> **Information given**:
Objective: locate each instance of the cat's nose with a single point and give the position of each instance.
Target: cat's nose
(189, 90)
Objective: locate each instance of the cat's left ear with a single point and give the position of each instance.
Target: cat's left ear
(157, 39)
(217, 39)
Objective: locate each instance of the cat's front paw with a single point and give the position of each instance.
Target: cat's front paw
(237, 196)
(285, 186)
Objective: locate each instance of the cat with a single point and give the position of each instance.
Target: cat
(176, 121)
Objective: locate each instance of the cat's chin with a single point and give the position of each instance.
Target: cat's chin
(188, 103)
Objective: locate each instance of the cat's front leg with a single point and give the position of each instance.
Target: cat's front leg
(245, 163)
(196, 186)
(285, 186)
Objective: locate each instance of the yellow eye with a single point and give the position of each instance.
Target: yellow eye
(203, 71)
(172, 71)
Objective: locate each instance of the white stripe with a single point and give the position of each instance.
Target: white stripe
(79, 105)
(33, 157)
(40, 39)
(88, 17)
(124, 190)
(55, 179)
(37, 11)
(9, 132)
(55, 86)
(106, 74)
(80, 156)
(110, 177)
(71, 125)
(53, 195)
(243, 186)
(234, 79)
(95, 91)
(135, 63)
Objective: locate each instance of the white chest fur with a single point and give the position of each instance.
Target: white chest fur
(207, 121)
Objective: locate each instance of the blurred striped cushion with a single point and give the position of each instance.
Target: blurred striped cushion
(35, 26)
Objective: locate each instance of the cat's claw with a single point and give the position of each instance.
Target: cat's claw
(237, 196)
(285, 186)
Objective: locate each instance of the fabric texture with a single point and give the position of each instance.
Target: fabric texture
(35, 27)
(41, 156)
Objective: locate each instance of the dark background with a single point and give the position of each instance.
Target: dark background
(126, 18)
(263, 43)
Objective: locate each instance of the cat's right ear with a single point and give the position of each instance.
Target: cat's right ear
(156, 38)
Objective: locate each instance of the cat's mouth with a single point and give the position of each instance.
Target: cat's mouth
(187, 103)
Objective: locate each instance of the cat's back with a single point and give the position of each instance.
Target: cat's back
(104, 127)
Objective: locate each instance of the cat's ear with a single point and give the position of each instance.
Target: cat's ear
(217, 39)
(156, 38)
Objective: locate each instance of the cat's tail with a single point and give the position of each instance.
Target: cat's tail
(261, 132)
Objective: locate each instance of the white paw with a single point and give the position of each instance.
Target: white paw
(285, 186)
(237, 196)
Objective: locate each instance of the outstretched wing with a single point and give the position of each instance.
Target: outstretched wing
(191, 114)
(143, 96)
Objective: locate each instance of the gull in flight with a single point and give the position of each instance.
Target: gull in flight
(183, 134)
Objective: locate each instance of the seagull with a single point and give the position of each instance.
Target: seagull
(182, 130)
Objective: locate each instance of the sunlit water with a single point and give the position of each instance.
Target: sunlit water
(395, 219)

> **Exercise description**: Scale the records from the line holding "Objective: locate each instance of the cat's back" through the end of the records, inclusive: write out every line again, and multiply each point coordinate by 0.6, rounding to the nearest whole number with halves rounded up. Change nothing else.

> **Result for this task**:
Objective: locate each instance of the cat's back with a single point and give the position of each instance.
Target: cat's back
(62, 76)
Objective: locate each instance of the cat's ear with a single point and give the position of each instance.
Target: cat's ear
(130, 23)
(94, 23)
Objective: locate each instance of the cat's tail with a single point and give the position of each instance.
Target: cat's tail
(157, 79)
Objective: locate each instance of the white paw with a single point and give the position of each instance.
Target: white paw
(171, 112)
(142, 118)
Objective: locate each instance of the outstretched wing with a single point and give the position of each instance.
Target: outstretched wing
(115, 68)
(86, 58)
Objective: locate each instance of the gull in flight with a single point and give the position of each instance.
Target: gull in flight
(110, 80)
Objective: locate each instance of the seagull with a single point and give the position of each instance.
Target: seagull
(109, 78)
Objective: locate each instance of the sunlit water with a single point and give the position of each instance.
Target: sunlit water
(237, 131)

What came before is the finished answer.